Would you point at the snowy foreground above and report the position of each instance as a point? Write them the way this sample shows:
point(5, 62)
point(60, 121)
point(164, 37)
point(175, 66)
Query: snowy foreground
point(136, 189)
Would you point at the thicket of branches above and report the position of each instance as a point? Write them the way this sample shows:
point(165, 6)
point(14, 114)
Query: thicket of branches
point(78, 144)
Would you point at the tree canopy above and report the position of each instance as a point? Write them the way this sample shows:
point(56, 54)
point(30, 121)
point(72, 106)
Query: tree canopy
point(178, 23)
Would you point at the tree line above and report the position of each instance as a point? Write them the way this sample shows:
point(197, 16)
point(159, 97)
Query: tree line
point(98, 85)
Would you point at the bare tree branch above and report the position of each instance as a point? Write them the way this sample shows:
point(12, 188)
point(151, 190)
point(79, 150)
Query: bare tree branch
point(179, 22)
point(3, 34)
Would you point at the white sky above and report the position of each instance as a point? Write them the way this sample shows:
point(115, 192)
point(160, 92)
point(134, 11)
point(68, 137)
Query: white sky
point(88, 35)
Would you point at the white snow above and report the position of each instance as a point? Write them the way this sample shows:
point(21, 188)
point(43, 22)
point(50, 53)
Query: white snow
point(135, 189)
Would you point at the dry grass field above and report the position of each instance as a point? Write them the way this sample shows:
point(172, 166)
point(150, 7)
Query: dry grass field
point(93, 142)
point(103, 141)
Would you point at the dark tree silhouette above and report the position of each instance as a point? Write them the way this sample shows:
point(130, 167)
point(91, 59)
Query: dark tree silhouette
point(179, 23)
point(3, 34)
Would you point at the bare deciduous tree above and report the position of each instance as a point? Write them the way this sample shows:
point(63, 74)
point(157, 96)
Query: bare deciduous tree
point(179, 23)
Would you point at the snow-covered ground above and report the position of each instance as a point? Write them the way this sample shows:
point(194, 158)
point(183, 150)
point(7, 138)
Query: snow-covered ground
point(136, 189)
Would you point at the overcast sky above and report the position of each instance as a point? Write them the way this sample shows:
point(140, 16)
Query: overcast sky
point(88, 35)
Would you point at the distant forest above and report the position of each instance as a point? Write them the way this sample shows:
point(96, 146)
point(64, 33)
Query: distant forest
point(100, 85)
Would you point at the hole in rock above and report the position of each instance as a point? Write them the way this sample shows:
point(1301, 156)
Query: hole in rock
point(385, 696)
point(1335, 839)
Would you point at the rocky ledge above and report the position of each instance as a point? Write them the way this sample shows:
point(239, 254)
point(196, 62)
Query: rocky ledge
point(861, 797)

-=-=-

Exercise details: In the listing above, find the line containing "Would you point at the snow-covered", then reproduce it and each line after it through the end, exactly and with nothing added.

Finished answer:
Would you point at the snow-covered ground above and report the position of each instance as a point? Write them the way this sample shows:
point(194, 158)
point(183, 150)
point(7, 138)
Query: snow-covered ground
point(136, 189)
Would you point at the overcast sky above and report the position of each instance as a point? Write them the way this sample shows:
point(140, 16)
Query: overcast sky
point(88, 35)
Would you point at the distant forest above and report the position of each instance as a point? Write them the way this sample shows:
point(96, 146)
point(64, 33)
Query: distant forest
point(100, 85)
Would you point at the hole in rock above and report the position of each instance as a point? Write them the way this sample shows:
point(1301, 156)
Query: hole in rock
point(385, 696)
point(1335, 839)
Would you point at the rocky ledge above and report the position of each instance as a point? Write them the way this sample shows:
point(239, 254)
point(196, 62)
Query: rocky ledge
point(861, 797)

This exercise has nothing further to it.